Aim of the task » Rewrite the part of the items below that opens with the line containing "Locate every instance of the water ripple" and closes with the end of the items, replacing "drop a point on each" with "mark each one with a point" and keeping everything else unchanged.

##### Input records #####

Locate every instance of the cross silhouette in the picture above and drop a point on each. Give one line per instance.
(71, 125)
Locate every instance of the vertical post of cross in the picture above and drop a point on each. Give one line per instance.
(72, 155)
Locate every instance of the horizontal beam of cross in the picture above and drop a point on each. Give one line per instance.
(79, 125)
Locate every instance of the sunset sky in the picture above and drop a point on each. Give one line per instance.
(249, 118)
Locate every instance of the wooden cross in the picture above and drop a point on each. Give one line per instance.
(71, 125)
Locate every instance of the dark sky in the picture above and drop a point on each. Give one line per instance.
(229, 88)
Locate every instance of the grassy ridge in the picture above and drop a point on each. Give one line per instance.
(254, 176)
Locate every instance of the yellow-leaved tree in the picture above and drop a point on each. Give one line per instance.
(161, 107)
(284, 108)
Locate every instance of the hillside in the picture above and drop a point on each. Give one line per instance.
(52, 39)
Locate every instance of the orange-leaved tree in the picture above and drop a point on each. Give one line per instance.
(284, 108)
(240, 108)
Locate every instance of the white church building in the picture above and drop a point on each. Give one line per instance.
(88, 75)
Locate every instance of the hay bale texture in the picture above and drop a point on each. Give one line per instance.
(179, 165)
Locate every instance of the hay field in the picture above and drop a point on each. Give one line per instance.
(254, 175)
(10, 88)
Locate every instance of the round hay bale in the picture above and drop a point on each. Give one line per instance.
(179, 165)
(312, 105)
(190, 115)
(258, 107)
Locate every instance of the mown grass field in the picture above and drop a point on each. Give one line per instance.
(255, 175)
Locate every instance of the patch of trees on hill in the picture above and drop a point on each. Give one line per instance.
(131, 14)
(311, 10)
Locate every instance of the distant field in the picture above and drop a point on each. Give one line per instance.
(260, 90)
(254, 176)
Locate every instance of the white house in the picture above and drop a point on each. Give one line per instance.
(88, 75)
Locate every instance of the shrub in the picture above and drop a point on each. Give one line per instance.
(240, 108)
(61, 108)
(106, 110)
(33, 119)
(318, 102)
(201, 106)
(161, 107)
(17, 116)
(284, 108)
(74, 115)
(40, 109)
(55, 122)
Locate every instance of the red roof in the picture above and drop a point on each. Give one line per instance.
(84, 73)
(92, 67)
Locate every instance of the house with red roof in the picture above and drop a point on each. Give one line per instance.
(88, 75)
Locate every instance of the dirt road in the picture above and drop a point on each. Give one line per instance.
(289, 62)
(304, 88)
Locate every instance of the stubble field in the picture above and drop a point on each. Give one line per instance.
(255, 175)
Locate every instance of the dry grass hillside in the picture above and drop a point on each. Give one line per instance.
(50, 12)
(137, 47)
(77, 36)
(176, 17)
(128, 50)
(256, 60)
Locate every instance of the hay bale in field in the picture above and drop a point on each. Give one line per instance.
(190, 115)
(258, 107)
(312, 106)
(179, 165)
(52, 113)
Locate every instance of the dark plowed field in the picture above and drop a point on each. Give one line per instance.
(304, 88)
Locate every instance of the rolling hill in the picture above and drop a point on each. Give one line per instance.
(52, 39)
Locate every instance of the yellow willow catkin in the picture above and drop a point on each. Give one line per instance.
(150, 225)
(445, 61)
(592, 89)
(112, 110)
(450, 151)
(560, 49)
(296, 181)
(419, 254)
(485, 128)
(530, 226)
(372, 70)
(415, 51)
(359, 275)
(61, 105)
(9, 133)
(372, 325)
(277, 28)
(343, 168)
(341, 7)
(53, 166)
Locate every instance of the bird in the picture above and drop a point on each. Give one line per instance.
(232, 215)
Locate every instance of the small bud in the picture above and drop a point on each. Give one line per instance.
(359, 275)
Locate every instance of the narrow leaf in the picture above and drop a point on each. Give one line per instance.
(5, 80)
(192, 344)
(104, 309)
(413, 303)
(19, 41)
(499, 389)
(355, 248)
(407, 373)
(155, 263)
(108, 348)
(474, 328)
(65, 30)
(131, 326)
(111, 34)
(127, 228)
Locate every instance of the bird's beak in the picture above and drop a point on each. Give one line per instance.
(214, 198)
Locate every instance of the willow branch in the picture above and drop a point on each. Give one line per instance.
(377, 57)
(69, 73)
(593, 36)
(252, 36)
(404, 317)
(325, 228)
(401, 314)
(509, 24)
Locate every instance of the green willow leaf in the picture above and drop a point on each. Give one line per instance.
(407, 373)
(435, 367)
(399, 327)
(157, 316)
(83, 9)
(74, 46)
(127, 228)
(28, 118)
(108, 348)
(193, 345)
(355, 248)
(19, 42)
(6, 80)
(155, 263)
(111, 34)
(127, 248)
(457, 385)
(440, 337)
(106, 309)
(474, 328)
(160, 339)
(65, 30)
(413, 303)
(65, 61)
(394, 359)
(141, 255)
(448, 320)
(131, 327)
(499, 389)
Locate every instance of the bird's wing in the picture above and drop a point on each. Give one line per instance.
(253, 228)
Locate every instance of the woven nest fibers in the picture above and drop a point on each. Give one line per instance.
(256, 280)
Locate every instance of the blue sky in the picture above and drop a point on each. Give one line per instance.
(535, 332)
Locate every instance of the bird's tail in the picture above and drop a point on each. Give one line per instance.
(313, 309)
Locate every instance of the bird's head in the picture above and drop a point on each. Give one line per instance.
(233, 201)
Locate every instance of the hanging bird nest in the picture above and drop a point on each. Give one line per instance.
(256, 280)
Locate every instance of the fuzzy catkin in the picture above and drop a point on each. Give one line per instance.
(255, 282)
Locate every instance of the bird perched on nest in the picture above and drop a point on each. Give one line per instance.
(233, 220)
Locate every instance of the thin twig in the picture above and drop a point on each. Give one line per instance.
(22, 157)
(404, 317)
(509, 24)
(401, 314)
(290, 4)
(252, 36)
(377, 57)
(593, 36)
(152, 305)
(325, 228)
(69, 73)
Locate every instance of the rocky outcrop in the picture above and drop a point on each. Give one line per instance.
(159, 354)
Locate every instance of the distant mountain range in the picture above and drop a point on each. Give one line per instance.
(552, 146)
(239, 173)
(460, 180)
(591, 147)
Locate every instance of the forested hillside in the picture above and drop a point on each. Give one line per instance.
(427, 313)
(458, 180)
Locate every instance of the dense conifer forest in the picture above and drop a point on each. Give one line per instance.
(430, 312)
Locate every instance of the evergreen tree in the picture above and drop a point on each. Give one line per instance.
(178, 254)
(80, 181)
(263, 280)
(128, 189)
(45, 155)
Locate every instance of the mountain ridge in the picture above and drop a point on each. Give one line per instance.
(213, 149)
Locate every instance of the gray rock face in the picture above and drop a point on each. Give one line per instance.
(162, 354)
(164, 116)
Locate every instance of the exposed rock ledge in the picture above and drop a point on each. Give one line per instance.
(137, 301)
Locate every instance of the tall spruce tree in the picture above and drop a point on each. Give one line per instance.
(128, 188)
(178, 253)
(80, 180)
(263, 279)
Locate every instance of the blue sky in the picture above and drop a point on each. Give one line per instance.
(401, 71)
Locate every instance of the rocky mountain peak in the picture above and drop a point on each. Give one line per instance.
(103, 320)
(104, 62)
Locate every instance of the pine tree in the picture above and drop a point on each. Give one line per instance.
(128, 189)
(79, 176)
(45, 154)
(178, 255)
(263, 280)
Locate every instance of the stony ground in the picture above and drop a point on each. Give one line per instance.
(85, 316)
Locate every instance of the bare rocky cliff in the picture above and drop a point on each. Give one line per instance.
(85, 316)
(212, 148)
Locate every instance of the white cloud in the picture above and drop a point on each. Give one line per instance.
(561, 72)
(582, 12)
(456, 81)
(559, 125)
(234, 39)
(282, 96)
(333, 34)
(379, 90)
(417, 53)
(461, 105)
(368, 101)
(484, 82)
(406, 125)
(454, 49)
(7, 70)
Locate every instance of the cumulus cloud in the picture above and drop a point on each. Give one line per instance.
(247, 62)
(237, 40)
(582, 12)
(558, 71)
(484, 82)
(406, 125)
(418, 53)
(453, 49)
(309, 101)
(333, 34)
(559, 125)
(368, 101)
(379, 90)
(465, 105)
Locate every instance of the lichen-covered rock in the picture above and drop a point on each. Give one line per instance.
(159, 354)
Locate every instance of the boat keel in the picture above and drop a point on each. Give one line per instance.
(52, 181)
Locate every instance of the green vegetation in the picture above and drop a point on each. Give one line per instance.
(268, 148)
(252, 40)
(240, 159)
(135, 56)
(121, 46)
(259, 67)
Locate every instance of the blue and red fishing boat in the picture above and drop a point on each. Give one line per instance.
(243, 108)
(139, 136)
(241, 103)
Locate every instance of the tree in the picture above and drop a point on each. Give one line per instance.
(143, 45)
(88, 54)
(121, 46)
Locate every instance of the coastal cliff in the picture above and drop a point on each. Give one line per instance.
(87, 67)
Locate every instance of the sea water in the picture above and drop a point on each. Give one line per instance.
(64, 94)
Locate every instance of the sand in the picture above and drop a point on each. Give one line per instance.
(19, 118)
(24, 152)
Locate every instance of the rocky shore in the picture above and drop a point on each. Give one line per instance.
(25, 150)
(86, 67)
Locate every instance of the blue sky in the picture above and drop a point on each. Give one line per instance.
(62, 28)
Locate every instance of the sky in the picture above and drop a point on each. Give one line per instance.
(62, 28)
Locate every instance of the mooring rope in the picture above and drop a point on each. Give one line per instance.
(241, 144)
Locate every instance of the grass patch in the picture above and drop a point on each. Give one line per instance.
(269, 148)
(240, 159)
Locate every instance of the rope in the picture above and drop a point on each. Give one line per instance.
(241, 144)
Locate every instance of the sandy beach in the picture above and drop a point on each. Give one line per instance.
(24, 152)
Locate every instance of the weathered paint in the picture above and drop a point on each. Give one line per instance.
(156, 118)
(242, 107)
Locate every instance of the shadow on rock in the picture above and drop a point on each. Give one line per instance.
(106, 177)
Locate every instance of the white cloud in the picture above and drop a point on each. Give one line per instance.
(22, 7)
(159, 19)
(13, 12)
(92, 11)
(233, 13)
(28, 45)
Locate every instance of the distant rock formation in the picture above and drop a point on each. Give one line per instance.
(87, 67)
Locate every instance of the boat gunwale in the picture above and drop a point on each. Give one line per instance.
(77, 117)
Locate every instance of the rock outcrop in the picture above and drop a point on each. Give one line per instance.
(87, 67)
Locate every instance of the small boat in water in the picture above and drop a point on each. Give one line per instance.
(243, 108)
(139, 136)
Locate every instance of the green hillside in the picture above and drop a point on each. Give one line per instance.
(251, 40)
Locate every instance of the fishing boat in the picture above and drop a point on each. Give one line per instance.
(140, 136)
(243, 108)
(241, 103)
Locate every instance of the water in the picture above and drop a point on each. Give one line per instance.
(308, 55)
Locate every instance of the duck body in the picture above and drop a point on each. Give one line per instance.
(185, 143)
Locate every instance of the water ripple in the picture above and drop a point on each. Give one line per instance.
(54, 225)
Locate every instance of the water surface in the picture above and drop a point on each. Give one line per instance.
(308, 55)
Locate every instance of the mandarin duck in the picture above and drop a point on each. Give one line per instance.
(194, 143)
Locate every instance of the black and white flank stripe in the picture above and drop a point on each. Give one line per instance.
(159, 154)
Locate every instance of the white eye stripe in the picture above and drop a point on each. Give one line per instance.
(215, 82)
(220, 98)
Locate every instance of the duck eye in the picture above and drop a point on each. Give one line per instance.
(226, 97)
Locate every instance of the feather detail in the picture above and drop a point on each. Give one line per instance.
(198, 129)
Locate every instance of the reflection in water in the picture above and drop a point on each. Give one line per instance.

#####

Full answer »
Locate every instance of the water ripple in the picture above and mark each one with a point. Give one line per instance.
(54, 225)
Locate every instance of the water surface in the picture above and mark each one with a point. Give one line per instance.
(308, 55)
Locate every instance of the mandarin duck in the picture above and mark each one with a point. Give one line per instance.
(194, 143)
Locate every instance of the black and white flank stripe in the picture above and mark each one with a point. Give one line per instance.
(159, 154)
Locate every instance of the white eye stripe in the picture above and mark each one with a point. Give one line per instance.
(215, 82)
(220, 98)
Locate every instance of the duck eye in the picture above and mark each one with a point. Give one line per instance.
(226, 97)
Locate every instance of the feather detail in the picture above and mark each one with a point. Give one line per instance.
(198, 129)
Locate every instance of the reflection in water in the picture above and mark each one with a point. Give one line per instance.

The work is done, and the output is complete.